• 作業指示:
[1] 石拾いについての文章で、石を拾うようになったきっかけを語る人の父親の職業は何ですか。
[2] 石拾いについての文章を、最後の文の続きから書き進めてください。

こっちの業界にも「貝拾い」部門はあり、サルボウだのオオツタノハなどを集めているマニアックな人たちがいる。

「「ところで、なぜ石を拾うようになったんですか」
愚問かとも思いつつ、単刀直入に訊いてみる。
「父が大工で、休日が他の家と違うときなんかに、キャンプに連れていってくれたんですよ。で、釣りをしたり、川で石を探したりとかして。そんなときに、たぶんきれいな石を見つけたんでしょうね。そのへんが原点じゃないかな」
つまり、もの心ついたときには、もう拾っていたということだ。特別な理由などないのである。石を好きになるのに理由なんていらない。生まれつき好きなのだった。やはり愚問であった。」(100-101.)

旧石器人の子供たちも、親に連れられて河原を歩きながら、「いい感じの石ころ」を探していたのだろう。いろんな復元画を見たが、旧石器人の親子が河原で探石(ストーン・ハンティング)をしている光景を描いた場面を見たことはない。ここは、一つお願いしたいところである。構図としてあまり絵にならないかも知れないが、当時の生活で欠かせない一場面であったことは確かである。
やはり旧石器人も石が好きだったのだ。石を愛していたのだった。こんな当たり前のことにいまさらながら気が付いた。

「たしかに置き場は困りますね。私も拾いだしたのは、大きくなってからですけど、もうプラスチックケースがいっぱいで、だんだん溜まっていくからどうしたものかと。私の場合、ついたくさん拾ってしまうんですよ。久世さんは、拾うときはひとつしか拾わないですか、それとも……」
「探してる間は、3つ4つは常に手に持っていますけど、最後にはこれっていうひとつだけ持って帰ります」
「ひとつだけ? んんん、心が強いですね(笑)」

• 保存データ:
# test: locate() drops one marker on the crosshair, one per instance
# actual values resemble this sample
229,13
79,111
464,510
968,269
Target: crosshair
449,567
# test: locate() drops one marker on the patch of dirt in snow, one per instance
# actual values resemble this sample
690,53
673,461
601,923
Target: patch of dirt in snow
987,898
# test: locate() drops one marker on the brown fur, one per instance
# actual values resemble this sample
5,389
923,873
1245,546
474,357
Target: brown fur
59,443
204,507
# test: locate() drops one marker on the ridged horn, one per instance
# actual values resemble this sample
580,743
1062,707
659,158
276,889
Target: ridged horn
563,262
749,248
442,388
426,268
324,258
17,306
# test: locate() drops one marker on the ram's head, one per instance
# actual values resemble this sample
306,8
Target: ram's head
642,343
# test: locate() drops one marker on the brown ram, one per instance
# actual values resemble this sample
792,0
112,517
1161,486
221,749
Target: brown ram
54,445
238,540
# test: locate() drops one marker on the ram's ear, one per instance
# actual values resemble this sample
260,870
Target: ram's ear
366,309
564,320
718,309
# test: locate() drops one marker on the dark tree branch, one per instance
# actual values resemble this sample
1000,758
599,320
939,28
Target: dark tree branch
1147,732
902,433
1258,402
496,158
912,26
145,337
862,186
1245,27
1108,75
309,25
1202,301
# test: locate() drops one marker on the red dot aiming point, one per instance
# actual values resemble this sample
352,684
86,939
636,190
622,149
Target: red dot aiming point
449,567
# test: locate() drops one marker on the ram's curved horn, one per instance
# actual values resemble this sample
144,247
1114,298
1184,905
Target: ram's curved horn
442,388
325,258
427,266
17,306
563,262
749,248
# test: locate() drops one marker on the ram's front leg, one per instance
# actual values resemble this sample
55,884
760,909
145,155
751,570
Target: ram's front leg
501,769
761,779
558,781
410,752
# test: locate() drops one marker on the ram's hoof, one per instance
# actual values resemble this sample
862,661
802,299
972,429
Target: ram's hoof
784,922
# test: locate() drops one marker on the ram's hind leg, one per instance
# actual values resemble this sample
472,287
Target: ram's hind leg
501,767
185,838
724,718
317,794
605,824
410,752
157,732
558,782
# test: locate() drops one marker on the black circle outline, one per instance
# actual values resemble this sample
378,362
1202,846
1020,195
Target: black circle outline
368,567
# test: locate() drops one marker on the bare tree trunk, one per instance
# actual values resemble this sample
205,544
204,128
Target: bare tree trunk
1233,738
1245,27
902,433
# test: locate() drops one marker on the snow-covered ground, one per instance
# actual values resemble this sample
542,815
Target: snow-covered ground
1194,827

• 各問の解答:
[1] 大工です。

[2]
私は、ひとつだけこれというのが選べない。仕方なく、10個までは持ち帰っていいと自分ルールを改訂したのだが、それでも10個と思うと15個ぐらい持って帰ってしまう。おかげでいつも帰りの荷物はめちゃめちゃ重いのだった。」(104.)

もう数十年前になるが、レゼジーで拾った大きなフリントの塊をリュックに入れて、パリで泊まるホテルを探し回っている時、背中の重荷に耐えかねて泣く泣くシャンゼリゼ通りの植え込みにドロップしてきたのは、今でも痛恨の思い出である。

「「石は学者によって判断が違うときもあるし、石ころの名前の同定は本当に難しいので、図鑑を作るときは、地質標本館(つくば市)に60~70個持っていって調べてもらいました。いちゃもんつけてくる人もいるんですよ。これは〇〇岩じゃないとか言ってね。そんなの写真だけでわかるわけないんですが。」(中略)
「つまり、石ころ図鑑は岩石図鑑と違って、成分よりも見た目とかそういう……」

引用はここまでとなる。